Sometimes I have to walk away from something I’m working on as I despair it will work out to be anything near good enough.  Actually, it’s not sometimes, it’s most of the time!  However, I do persevere.

When I went to bed last night, this one was looking horrible.  I had the background done, the first layers of collaged patterned paper and the kind of hessian looking die-cut added too  I really wasn’t happy with it at all.

However, a good night’s sleep and a bit of inspiration on waking meant I knew where I wanted to go next, especially after I sorted out the jumble of die-cuts I have (note to self-get some way to organise these!).

Once started from the point of inspiration, the picture just grew to it’s finished state (well, I think it’s finished, that may change when I look at it again later on).

Hope.  A really good word here.  There’s always hope that no matter how bad I think something looks, , pushing past that often results in something good.  Indeed, sometimes the work can just be cut into pieces for use in another piece, which is how the iridescent, textured circles came to appear in this one.

Hope.  Making art always gives me hope that I can overcome the trials I face when my anxiety/depression/complex post-traumatic stress disorder kitcks itself up a few or several notches.  Art always gives me a place where I can lose myself in something that is meditative, mindful, self-soothing, and shows me that I can succeed even when the self-critic is telling me I’m useless, I can never get anything right, nothing is good enough, I’m a failure, and so on.

Provided records >>

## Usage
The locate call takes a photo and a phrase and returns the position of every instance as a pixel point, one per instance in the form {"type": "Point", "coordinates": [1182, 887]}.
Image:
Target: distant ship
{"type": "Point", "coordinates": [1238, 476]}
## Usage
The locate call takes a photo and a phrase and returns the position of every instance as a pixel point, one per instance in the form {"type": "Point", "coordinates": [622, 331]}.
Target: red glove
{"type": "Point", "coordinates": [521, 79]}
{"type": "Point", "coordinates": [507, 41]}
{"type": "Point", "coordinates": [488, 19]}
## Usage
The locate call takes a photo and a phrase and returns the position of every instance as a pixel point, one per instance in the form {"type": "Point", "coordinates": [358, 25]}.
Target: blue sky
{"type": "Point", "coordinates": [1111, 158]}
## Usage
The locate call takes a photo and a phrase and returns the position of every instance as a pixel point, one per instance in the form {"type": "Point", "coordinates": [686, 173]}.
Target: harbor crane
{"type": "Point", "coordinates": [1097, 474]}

Exercises >>
1: Can you rewrite the paragraph of the collage post that begins "However, a good night's sleep" more briefly, keeping its main facts?
2: Would you take the collage post further, picking up after its final sentence?
The data are separate material, unrelated to the collage post.

Exercise answers >>
1: A good night's sleep and some inspiration on waking showed me where to go next, especially once I'd sorted my jumble of die-cuts, which I still need a way to organize.

2:
This past week or so, challenging myself to work with mixed media – something I’ve tried in the past and not really felt I was successful at – has been good to help me with the aftermath of a couple of rather strong anxiety attacks.  I’ve not had any for around a year now.

I was surprised by them and at their intensity and how they have impacted on how I live my life at the moment.  I find it difficult to go out into the world, want to hide away from people, and when I do go out it’s often in the dark hours so I’m not seen.

It also surprised me that this is how I used to live every single day for a very long time, most probably most of my life, until a few months ago.

Even though these two episodes have happened, I know I’ll get past them; I have in the past, and I can learn more about the triggers for them and also where this all comes from, which will help greatly in the counsellinge process.

So there’s hope I’ll improve in the long term, and blips are just that.  Just as I’ve hoped that my confidence and skill and expression via mixed media would improve.  I’ve just had a look back at the mixed media I’ve done in the last fortnight or three weeks, and even I can see how it’s all developed, in a positive way.

What’s made the difference for me with mixed media is finding the confidence to do my best to do it my way and to explore it in my way.  I have a lot more exploring to do, and a lot more confidence building in what I do with it. I will journey along this road, along with my drawing and illustration skills, maybe even writing, and with healing what I can of my mebtal health issues.

So, choosing the word hope for it to appear on this piece of art was most appropriate.

Distress Oxide Inks – my first play.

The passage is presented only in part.